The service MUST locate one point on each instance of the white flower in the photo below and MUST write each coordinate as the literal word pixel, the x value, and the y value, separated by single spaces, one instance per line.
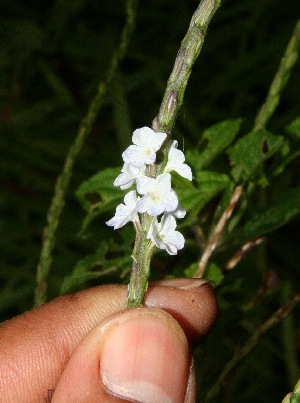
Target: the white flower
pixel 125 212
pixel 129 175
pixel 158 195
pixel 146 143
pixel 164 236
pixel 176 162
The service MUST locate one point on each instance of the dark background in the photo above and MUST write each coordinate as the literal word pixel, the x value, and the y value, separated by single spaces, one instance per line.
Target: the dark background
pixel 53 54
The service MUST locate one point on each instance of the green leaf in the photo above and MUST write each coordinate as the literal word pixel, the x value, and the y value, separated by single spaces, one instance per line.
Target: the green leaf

══════

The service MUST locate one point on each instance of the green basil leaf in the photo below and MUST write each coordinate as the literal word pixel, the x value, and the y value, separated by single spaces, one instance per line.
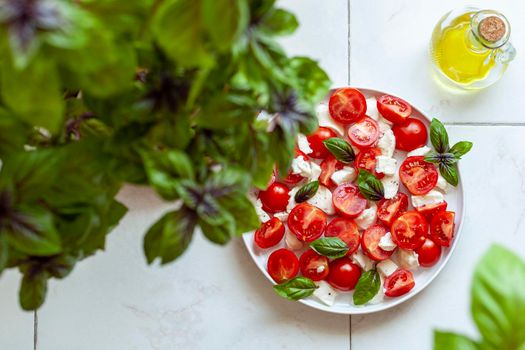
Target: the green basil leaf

══════

Reproduce, word for word and in full, only the lines above that start at the line with "Target: the dark background" and run through the line with "Target: the green leaf", both ends included.

## Answer to the problem
Target: the dark background
pixel 53 54
The service MUST locate one point on each instance of the green leaf in the photo above and MUST write each coordinate as the literal word pixel, the x value, and the y value, separated by single spaces, one instance per line.
Target: the green leaf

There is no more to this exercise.